Records provided
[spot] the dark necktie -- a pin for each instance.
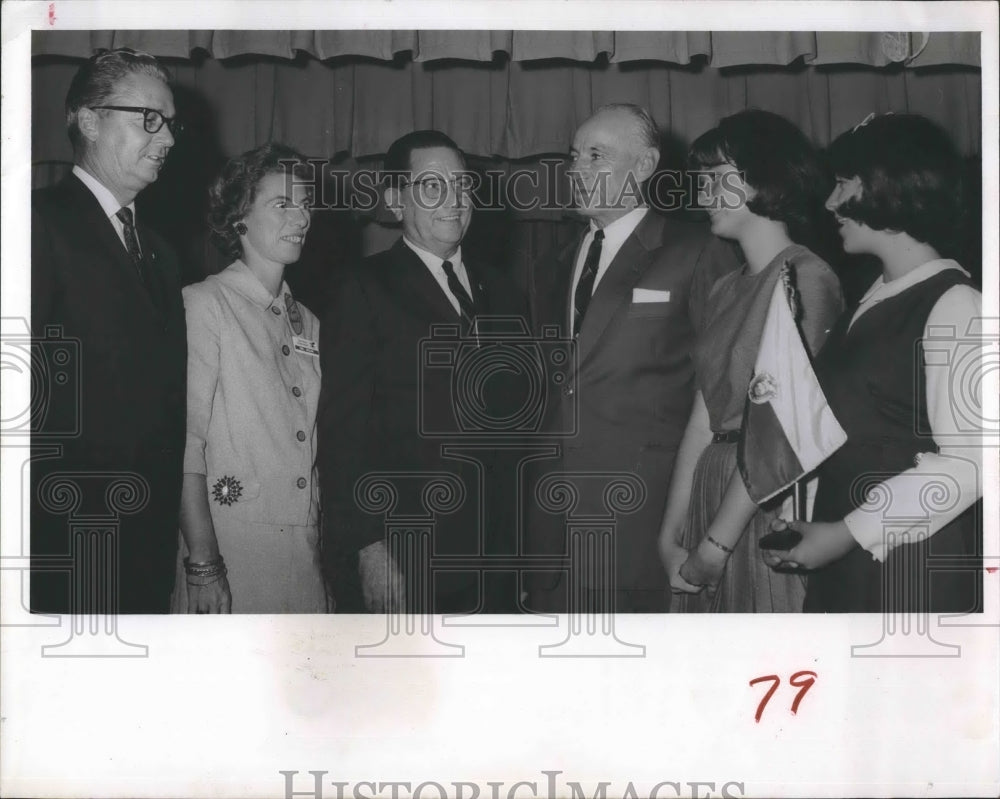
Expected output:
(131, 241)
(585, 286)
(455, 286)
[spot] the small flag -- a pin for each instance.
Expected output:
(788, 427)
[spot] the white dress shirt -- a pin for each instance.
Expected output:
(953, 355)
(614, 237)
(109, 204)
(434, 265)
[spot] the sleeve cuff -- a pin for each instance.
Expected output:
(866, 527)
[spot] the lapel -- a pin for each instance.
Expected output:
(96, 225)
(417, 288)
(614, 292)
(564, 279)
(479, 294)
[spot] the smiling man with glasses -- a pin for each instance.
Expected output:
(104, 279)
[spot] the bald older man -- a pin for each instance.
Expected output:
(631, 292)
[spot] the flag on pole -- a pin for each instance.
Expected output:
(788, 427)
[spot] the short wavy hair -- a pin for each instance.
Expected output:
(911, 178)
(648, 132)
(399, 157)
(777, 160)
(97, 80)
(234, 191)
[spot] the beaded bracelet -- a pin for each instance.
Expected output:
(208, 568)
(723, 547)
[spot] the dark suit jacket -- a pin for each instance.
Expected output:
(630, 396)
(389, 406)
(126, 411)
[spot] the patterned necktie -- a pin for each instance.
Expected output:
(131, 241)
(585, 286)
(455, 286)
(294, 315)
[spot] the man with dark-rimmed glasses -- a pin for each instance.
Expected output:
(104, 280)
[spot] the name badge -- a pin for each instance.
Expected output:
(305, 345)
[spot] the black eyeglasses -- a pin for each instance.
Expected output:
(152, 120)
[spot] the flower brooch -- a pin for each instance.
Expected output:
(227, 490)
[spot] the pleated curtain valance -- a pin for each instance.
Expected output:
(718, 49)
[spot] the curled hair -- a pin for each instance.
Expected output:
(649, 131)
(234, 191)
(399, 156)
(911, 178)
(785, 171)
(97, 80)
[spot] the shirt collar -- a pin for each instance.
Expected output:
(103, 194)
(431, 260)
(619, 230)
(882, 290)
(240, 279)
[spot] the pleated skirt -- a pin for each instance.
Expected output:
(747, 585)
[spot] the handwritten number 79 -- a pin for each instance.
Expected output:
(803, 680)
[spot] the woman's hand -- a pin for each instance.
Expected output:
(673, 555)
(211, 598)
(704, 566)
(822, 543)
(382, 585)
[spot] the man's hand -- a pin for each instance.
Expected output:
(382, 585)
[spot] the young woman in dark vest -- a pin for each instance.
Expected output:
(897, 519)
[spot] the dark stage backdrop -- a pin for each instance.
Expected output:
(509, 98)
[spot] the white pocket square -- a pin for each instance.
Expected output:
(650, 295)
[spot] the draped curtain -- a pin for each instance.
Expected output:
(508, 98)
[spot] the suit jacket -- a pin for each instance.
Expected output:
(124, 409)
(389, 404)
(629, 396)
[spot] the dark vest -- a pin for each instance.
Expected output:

Exercise directions
Find the word "shirt" in the records. Copy every line it appears in.

Expected output
[spot] the white dress shirt -- a pin for each instance.
[spot] the shirt collar -- a pin for each instance.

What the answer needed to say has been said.